■ **To do**
Between the line containing "Target: thin branch" and the line containing "Target: green field" lies a run of lines; give that run again exactly, with both of those lines, and nothing else from the entries below.

[Records excerpted from a collection]
/---
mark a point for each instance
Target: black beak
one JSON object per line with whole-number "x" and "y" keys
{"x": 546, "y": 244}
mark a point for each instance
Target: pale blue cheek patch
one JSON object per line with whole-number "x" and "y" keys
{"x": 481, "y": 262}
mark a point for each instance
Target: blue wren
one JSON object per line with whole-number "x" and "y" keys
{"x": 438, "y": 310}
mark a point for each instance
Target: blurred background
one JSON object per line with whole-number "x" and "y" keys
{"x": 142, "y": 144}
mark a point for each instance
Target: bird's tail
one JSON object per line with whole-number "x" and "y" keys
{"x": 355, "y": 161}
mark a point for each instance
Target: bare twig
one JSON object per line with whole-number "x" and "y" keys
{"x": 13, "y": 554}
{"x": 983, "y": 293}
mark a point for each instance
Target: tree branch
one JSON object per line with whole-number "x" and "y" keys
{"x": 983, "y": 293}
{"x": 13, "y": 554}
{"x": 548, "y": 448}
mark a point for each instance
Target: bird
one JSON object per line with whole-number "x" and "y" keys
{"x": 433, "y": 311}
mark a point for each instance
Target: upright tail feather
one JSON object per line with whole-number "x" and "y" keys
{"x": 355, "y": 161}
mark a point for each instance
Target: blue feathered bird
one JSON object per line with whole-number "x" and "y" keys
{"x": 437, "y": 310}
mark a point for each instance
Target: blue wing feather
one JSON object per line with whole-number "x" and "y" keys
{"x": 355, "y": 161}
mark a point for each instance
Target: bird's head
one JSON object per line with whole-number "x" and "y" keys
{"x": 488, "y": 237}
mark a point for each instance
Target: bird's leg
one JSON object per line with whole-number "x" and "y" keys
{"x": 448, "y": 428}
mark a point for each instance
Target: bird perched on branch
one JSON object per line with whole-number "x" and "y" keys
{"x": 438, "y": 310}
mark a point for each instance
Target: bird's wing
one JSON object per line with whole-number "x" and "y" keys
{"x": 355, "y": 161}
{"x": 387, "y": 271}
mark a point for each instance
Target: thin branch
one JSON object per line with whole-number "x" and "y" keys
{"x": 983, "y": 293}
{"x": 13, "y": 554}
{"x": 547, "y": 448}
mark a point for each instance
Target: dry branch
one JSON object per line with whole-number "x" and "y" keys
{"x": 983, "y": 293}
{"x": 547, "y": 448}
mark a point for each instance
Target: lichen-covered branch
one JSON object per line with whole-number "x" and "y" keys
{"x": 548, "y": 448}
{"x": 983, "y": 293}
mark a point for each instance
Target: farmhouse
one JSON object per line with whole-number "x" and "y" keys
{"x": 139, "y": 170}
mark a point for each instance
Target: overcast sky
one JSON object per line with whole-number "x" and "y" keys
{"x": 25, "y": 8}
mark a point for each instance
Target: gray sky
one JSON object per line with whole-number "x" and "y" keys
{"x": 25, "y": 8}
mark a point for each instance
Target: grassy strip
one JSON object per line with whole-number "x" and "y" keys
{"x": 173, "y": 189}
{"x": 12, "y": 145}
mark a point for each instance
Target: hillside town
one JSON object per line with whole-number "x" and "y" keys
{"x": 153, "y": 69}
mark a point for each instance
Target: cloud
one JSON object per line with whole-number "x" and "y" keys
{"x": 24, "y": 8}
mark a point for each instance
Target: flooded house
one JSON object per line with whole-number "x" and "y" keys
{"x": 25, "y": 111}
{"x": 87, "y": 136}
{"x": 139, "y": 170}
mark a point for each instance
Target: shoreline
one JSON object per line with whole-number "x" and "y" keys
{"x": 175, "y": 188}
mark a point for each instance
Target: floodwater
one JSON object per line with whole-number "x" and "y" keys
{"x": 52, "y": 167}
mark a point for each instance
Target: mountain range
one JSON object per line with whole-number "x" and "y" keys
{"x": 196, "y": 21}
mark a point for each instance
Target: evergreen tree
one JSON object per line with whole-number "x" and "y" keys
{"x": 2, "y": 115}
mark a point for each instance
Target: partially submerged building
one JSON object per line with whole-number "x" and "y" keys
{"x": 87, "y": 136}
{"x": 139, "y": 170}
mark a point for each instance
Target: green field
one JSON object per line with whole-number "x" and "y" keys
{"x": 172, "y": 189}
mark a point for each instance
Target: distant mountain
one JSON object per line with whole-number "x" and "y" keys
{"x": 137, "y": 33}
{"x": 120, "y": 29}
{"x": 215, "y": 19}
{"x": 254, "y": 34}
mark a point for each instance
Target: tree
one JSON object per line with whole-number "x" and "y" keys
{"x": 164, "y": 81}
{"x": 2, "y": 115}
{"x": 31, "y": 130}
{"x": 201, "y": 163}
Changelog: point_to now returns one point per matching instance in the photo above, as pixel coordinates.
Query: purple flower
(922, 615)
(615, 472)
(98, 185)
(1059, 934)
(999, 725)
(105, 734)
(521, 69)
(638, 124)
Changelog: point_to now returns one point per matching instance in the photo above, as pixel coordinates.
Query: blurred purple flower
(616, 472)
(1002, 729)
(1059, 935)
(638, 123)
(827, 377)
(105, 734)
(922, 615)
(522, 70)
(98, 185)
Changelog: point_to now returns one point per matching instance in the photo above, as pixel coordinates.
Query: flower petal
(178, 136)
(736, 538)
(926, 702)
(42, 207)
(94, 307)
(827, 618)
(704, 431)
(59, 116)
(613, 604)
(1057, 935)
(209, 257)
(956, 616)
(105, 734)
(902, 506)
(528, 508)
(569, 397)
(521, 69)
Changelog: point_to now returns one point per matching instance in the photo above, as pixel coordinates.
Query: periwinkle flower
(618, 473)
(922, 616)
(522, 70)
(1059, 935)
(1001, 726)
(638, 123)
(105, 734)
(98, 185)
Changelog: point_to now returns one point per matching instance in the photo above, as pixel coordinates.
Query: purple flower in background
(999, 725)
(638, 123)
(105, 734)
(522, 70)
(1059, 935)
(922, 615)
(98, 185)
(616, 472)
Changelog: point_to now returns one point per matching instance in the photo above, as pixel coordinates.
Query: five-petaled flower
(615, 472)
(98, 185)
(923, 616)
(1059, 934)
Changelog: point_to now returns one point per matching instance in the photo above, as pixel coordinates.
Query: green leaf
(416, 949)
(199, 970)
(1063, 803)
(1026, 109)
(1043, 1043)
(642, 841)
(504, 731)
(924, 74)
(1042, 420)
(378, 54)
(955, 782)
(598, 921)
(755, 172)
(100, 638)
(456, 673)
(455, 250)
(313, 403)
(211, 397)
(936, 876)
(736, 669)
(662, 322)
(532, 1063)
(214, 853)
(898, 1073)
\---
■ **Answer box**
Target: thin branch
one JSON object per line with whole-number "x" and "y" keys
{"x": 983, "y": 293}
{"x": 13, "y": 554}
{"x": 547, "y": 448}
mark a point for each instance
Target: dry branch
one JSON object per line with whole-number "x" and "y" keys
{"x": 983, "y": 293}
{"x": 547, "y": 448}
mark a point for each instance
Target: lichen-covered branch
one JSON object per line with whole-number "x" and "y" keys
{"x": 548, "y": 448}
{"x": 983, "y": 293}
mark a point for each instance
Target: farmhouse
one JSON object per line with whole-number "x" and "y" keys
{"x": 139, "y": 170}
mark a point for each instance
Target: overcast sky
one JSON object per line with whole-number "x" and "y" keys
{"x": 25, "y": 8}
mark a point for each instance
Target: gray sky
one JSON object per line with whole-number "x" and "y" keys
{"x": 25, "y": 8}
mark a point for each instance
Target: grassy strip
one JSON object per line with whole-number "x" and "y" keys
{"x": 173, "y": 189}
{"x": 12, "y": 145}
mark a point for each instance
Target: hillside town
one JSON object per line with whole-number "x" and "y" keys
{"x": 153, "y": 69}
mark a point for each instance
Target: cloud
one JSON object per line with whole-number "x" and "y" keys
{"x": 24, "y": 8}
mark a point for each instance
Target: flooded house
one JSON object per line with whole-number "x" and "y" keys
{"x": 25, "y": 111}
{"x": 87, "y": 136}
{"x": 139, "y": 170}
mark a point for each instance
Target: shoreline
one JSON object per line with whole-number "x" and "y" keys
{"x": 175, "y": 188}
mark a point for each instance
Target: floodwater
one JSON object per line with whole-number "x" and "y" keys
{"x": 52, "y": 167}
mark a point for each instance
Target: mountain range
one JSON object per line with whole-number "x" and "y" keys
{"x": 196, "y": 21}
mark a point for each instance
Target: evergreen tree
one JSON object per line with whole-number "x" and "y" keys
{"x": 2, "y": 115}
mark a point for each instance
Target: partially submerged building
one JSON object per line with whole-number "x" and "y" keys
{"x": 87, "y": 136}
{"x": 139, "y": 170}
mark a point for each instance
Target: green field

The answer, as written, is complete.